**Work instructions:** Copy the records from the line containing "Target: landscaped shrub" through the end of the records, both ends included, raising each answer point coordinate by 60. Leave the pictures out.

**Exercise material:**
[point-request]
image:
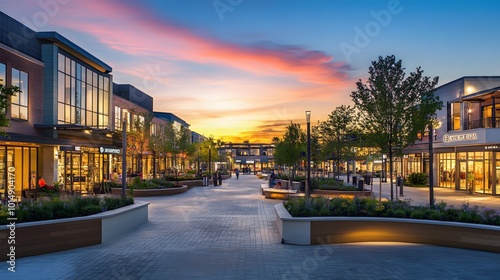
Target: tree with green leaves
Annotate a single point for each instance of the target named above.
(394, 107)
(339, 133)
(206, 151)
(138, 138)
(6, 92)
(289, 149)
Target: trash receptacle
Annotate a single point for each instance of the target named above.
(361, 184)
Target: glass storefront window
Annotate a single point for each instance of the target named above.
(2, 74)
(83, 95)
(18, 164)
(19, 102)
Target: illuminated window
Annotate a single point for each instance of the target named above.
(19, 102)
(2, 74)
(83, 95)
(118, 118)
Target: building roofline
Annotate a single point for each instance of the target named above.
(476, 94)
(73, 49)
(466, 77)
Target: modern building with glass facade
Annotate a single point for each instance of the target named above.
(466, 143)
(60, 122)
(248, 157)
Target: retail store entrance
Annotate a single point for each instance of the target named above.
(81, 169)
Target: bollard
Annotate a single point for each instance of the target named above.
(400, 184)
(360, 185)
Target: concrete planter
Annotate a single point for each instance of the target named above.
(36, 238)
(333, 230)
(347, 194)
(153, 192)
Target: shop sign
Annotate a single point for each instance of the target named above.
(492, 147)
(104, 150)
(460, 137)
(86, 149)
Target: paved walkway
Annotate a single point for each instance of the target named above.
(228, 232)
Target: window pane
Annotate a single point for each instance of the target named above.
(89, 118)
(60, 87)
(60, 62)
(60, 112)
(106, 84)
(67, 93)
(23, 95)
(15, 111)
(89, 97)
(82, 117)
(83, 91)
(73, 114)
(15, 82)
(2, 74)
(94, 99)
(84, 72)
(67, 69)
(73, 68)
(73, 91)
(101, 99)
(23, 113)
(78, 71)
(67, 114)
(89, 77)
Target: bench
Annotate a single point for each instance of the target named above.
(276, 193)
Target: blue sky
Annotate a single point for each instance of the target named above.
(243, 69)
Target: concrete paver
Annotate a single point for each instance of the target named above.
(228, 232)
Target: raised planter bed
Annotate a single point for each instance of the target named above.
(36, 238)
(347, 194)
(333, 230)
(153, 192)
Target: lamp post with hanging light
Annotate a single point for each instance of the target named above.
(308, 178)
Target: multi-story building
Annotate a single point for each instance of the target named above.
(247, 157)
(466, 144)
(61, 120)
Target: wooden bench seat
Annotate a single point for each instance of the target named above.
(276, 193)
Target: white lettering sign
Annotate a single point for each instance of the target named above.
(460, 137)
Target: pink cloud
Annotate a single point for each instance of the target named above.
(135, 31)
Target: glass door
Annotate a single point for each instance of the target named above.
(462, 182)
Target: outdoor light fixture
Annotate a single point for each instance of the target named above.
(308, 179)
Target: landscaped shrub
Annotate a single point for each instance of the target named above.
(417, 179)
(30, 211)
(366, 207)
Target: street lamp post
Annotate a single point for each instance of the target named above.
(431, 164)
(308, 179)
(124, 157)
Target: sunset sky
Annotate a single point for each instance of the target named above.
(243, 69)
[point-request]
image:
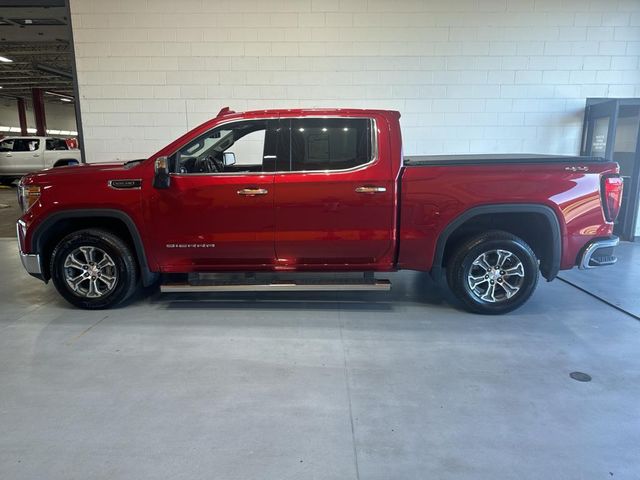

**Response for this exercise:**
Target: landscaped shrub
Annotate a single point for each instance of the target named above.
(477, 239)
(90, 271)
(426, 267)
Target: street lamp post
Annotate a single point for each instance of the target named above.
(491, 224)
(368, 239)
(184, 217)
Target: sunset sky
Annotate a single point for each instance of the target named above.
(303, 129)
[point-request]
image:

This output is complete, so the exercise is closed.